Anyway, I just wanted to put a brief observation about my drive home today. I forgot to reverse my directions on Google Maps, so when I tried to come home and the dual-highway I was on split and I took a wrong turn, I ended up in Alma, about forty miles away from where I needed to be.

I didn't notice my error for about twenty miles and then it took me another twenty to get back on the right path. The reason that I didn't notice is that every depressing town of less than ten thousand people in southern and middle Georgia looks the exact same. The same weathered "cash stores," the same discount retailers, the same lack of fast food places, the same overabundance of trailer parks on the outskirts of town, the same bleached, dead feel to downtown It's like watching the same bad story happen again and again. And maybe it's a little sad to go over the junction of some highway and some state road and not just suspect but know that this junction...this crossing of asphalt paths, is the only reason this town still exists.

### PROBLEM A
Pull out every line of the entries that contains the string "green", treating uppercase and lowercase as different.
The passage above and the entries that come next are unrelated material.

### DATA PROVIDED
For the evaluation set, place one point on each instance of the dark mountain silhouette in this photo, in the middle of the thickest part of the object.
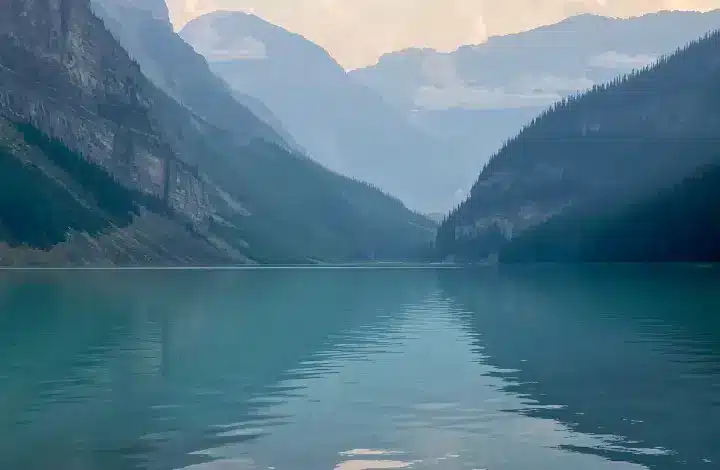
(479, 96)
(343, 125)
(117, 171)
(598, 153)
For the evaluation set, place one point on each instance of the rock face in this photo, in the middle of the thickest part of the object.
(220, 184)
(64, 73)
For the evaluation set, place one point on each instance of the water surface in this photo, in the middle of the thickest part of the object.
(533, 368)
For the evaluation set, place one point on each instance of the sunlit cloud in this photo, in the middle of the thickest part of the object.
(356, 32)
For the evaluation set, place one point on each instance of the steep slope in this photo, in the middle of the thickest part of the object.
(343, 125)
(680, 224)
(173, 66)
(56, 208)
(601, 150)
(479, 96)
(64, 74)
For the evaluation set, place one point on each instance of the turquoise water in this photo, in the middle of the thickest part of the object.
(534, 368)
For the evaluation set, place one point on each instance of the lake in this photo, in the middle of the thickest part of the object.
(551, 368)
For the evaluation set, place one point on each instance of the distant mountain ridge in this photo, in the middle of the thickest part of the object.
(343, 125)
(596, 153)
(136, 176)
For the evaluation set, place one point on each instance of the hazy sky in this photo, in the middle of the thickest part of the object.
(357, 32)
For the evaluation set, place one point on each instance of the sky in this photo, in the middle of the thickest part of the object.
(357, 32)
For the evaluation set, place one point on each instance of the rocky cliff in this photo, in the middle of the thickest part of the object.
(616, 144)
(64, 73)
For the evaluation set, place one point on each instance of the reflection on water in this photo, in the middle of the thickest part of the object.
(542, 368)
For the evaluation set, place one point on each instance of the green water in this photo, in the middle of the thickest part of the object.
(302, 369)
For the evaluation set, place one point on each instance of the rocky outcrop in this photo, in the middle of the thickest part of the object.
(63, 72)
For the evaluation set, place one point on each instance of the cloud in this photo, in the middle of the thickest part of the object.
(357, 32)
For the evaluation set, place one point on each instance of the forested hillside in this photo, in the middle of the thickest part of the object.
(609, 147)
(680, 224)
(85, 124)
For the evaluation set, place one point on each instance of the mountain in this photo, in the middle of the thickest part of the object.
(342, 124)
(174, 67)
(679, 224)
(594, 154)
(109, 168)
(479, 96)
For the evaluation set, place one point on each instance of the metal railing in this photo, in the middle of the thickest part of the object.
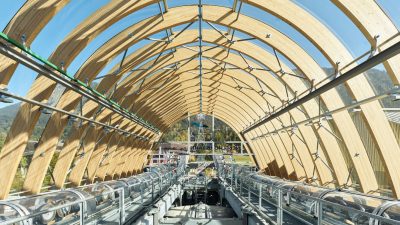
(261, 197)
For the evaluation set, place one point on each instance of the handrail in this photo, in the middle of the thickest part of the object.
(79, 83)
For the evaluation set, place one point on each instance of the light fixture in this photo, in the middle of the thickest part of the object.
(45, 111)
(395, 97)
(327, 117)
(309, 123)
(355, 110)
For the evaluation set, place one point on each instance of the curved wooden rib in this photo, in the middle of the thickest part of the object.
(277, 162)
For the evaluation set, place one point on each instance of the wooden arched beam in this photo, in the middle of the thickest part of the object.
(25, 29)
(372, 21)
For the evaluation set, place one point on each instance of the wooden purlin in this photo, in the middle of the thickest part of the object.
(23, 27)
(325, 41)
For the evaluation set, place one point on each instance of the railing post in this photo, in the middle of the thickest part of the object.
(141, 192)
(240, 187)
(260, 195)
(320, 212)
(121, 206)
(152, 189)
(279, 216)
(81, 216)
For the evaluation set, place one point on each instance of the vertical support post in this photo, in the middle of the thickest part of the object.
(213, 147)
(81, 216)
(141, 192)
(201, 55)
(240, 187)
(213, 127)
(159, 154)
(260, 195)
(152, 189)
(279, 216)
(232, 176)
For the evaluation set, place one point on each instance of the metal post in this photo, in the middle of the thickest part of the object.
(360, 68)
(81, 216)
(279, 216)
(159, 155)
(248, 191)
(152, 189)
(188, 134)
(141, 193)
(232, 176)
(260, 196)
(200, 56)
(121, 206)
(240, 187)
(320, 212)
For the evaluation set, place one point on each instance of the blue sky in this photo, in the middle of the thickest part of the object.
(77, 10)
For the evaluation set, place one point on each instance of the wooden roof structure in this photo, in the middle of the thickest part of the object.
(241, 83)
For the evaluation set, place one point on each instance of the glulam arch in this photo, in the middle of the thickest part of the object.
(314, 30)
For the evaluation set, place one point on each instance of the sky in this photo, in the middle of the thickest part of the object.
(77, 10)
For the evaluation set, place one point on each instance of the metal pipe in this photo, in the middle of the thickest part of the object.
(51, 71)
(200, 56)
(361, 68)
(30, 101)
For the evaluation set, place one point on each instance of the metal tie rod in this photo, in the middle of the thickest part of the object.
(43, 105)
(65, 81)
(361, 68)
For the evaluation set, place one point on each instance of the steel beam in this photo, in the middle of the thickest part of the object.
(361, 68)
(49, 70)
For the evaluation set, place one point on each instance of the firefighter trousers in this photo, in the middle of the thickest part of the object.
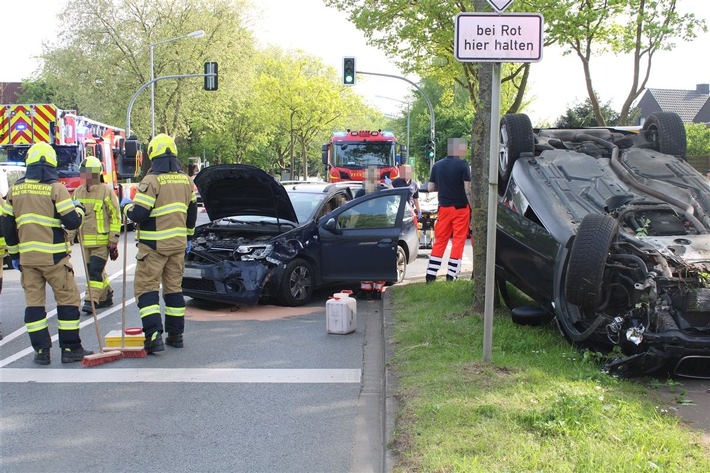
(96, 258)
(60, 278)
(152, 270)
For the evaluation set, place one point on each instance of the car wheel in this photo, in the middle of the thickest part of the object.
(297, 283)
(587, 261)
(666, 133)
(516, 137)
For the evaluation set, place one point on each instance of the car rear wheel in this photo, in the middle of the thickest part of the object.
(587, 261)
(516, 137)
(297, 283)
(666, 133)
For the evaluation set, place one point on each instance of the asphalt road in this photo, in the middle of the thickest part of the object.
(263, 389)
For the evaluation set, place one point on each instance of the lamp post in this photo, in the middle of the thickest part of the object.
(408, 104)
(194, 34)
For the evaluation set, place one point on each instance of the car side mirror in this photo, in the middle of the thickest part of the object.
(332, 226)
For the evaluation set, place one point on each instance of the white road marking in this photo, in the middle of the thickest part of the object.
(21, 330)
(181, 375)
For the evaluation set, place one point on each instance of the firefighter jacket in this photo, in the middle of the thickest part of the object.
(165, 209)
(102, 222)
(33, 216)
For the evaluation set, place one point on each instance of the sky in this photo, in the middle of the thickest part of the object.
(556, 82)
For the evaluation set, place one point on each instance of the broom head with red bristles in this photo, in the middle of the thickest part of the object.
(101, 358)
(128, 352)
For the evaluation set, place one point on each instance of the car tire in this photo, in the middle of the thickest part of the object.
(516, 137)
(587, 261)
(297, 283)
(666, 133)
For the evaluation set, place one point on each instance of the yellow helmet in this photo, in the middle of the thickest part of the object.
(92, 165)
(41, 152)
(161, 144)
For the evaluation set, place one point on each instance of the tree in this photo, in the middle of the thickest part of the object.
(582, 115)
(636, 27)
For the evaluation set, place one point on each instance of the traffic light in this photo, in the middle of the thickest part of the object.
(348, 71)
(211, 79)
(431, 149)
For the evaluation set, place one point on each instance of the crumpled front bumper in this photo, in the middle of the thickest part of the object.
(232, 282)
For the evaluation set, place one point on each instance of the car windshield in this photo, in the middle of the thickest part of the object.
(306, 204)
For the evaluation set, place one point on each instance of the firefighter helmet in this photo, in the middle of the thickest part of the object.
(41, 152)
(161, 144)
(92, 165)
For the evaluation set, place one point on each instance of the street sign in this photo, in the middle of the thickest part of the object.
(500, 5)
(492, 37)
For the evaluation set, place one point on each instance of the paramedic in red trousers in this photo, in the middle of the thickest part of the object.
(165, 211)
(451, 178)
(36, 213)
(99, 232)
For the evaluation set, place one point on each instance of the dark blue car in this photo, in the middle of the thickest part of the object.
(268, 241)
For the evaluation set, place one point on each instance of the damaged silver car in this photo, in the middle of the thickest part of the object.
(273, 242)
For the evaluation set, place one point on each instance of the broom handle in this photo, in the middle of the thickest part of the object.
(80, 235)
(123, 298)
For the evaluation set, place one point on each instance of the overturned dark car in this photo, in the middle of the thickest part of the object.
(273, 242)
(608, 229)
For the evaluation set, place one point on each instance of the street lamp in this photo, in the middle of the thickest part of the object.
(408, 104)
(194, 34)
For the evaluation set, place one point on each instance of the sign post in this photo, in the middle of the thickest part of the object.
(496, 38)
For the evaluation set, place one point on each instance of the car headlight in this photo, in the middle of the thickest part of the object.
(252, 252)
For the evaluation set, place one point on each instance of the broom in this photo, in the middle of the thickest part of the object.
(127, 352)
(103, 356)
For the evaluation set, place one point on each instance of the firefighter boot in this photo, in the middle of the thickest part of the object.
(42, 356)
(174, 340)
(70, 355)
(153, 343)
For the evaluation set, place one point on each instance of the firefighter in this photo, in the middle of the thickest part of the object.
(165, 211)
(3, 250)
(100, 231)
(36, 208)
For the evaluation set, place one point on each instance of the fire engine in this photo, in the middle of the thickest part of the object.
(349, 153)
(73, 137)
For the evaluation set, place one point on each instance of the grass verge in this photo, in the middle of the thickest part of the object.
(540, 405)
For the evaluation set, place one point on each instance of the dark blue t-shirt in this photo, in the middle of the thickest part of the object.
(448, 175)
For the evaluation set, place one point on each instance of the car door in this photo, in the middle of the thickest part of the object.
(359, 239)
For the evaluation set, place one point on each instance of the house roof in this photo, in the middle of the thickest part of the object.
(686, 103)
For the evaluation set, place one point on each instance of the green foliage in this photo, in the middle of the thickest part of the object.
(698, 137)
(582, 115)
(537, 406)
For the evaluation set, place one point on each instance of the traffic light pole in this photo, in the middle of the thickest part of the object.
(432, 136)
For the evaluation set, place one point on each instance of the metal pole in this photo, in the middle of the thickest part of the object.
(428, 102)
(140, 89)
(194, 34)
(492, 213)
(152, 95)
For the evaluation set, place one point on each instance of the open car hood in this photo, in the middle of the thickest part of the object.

### PROBLEM B
For each statement about the account of the drive home, answer yes or no and quote the words of the account that decide it: (i) the writer ended up in Alma, about forty miles from the intended destination; (ii) the writer noticed the wrong turn right away; (iii) the small towns described have plenty of fast food places.

### WRITTEN RESPONSE A
For the evaluation set, place one point on each instance of the green water in this photo, in the middle of the thickest part of the object.
For the evaluation set, place one point on each instance of the green foliage in this photo, in the middle of the thickest part of the object.

### WRITTEN RESPONSE B
(i) Yes: "I ended up in Alma, about forty miles away from where I needed to be."
(ii) No: "I didn't notice my error for about twenty miles"
(iii) No: "the same lack of fast food places"